■ WHAT TO WORK ON ■
Which of the lines below contain the string "flower"? Find and copy each one, matching case exactly.

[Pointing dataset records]
::::::

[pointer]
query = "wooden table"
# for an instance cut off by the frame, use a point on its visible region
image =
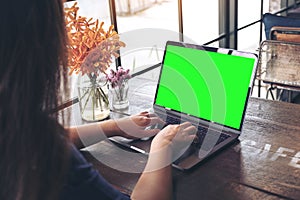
(263, 164)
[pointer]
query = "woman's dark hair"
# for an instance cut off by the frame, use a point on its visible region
(33, 57)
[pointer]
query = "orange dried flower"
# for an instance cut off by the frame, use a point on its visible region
(90, 47)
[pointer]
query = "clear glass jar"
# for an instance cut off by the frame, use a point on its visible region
(93, 97)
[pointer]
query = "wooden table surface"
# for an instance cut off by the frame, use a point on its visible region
(263, 164)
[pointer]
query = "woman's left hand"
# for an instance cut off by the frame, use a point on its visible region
(135, 126)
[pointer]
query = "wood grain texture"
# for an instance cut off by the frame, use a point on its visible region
(255, 167)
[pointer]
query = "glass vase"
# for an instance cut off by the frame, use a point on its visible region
(118, 96)
(93, 97)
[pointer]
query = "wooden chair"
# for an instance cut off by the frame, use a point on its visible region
(279, 68)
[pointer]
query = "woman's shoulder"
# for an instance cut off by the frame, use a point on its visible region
(85, 182)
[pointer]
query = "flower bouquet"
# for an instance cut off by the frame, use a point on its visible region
(118, 88)
(91, 49)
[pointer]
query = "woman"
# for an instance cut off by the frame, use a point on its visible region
(37, 158)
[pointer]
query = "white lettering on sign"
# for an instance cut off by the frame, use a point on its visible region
(295, 162)
(281, 152)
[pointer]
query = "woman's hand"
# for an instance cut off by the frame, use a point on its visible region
(133, 127)
(175, 136)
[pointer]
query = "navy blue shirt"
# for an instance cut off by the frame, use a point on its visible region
(84, 182)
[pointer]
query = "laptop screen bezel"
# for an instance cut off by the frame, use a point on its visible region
(217, 50)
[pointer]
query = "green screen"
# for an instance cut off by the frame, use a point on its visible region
(209, 85)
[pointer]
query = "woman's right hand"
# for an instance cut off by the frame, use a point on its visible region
(174, 135)
(169, 144)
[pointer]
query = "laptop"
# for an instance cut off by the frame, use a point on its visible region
(208, 87)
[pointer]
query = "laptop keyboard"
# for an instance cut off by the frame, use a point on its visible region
(201, 133)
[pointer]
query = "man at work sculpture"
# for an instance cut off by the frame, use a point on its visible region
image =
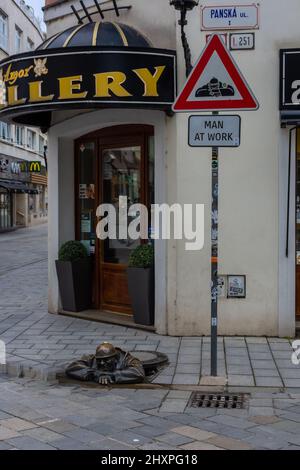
(109, 365)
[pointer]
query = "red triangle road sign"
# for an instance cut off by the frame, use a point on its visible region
(215, 83)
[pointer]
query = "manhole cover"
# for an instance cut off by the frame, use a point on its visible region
(210, 400)
(151, 360)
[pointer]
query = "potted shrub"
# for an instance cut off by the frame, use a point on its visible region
(74, 272)
(141, 284)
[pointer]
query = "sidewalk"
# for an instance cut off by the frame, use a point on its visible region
(39, 344)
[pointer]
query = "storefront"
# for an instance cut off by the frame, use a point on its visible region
(104, 89)
(15, 189)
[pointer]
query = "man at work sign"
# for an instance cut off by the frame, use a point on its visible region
(214, 131)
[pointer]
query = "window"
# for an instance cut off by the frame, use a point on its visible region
(3, 30)
(31, 139)
(29, 45)
(18, 40)
(4, 131)
(19, 135)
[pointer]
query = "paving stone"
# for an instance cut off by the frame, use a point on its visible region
(6, 433)
(28, 443)
(173, 438)
(194, 433)
(17, 424)
(268, 381)
(257, 364)
(261, 411)
(241, 380)
(231, 421)
(291, 382)
(173, 405)
(264, 419)
(200, 446)
(266, 373)
(186, 379)
(229, 443)
(242, 369)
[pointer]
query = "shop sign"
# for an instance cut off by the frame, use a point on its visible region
(289, 80)
(216, 131)
(4, 165)
(15, 168)
(87, 78)
(220, 17)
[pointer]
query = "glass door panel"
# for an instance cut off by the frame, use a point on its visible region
(121, 170)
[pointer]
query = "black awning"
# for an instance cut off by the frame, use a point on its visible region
(17, 187)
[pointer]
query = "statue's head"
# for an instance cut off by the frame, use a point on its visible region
(106, 355)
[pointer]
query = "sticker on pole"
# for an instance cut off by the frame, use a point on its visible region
(215, 83)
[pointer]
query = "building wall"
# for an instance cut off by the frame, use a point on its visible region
(21, 15)
(253, 182)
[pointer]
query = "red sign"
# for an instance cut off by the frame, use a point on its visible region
(215, 83)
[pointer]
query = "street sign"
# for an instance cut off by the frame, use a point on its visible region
(230, 17)
(289, 80)
(214, 131)
(215, 83)
(242, 41)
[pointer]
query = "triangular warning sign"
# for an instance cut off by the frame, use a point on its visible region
(215, 83)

::::::

■ EXERCISE ANSWER ■
query = "orange dried flower"
query = "flower bouquet"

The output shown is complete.